§ AIM OF THE EXERCISE
Show every line in the material below that includes the word "tassel", copied in full.

§ EXERCISE MATERIAL
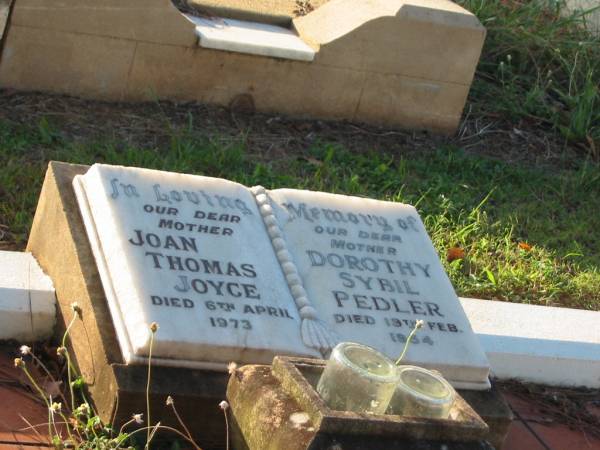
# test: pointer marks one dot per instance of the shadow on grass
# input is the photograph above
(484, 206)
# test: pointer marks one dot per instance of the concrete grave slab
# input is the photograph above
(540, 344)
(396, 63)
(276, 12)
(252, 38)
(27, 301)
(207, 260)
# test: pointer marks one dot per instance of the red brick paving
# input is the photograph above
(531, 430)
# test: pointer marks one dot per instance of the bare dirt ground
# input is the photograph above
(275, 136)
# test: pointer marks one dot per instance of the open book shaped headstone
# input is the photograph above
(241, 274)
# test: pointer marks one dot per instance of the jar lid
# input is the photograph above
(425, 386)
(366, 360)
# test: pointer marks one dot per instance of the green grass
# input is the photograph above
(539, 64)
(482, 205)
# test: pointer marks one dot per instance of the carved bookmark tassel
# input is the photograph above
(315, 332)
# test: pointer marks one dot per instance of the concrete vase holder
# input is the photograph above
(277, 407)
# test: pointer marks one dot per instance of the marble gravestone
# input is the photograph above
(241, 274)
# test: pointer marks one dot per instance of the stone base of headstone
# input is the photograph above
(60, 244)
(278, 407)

...

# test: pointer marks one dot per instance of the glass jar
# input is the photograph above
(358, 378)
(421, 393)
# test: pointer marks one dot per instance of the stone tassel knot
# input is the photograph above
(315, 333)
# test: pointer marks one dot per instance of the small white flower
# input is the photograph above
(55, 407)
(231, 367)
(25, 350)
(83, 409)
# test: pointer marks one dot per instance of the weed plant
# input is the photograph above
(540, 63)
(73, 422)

* * *

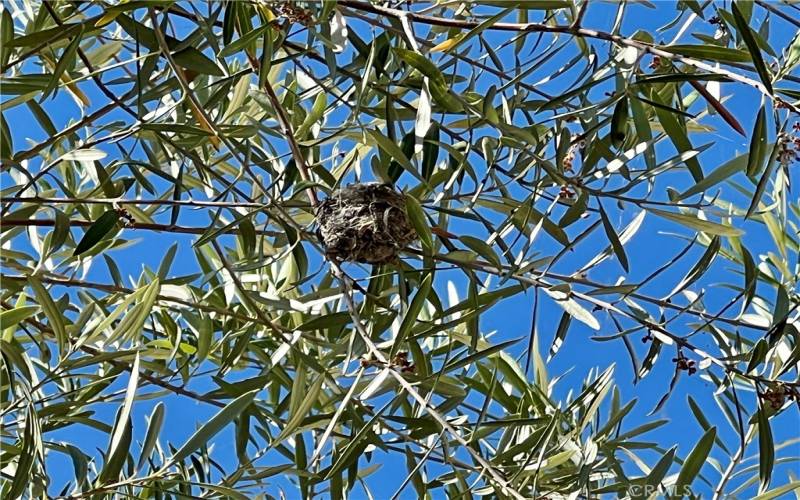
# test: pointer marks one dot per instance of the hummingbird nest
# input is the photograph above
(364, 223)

§ WORKED ANSWER
# test: pointer marks one dot per instance of the carved bookmark tassel
# test: pointer marks one dot per instance of the stone tassel knot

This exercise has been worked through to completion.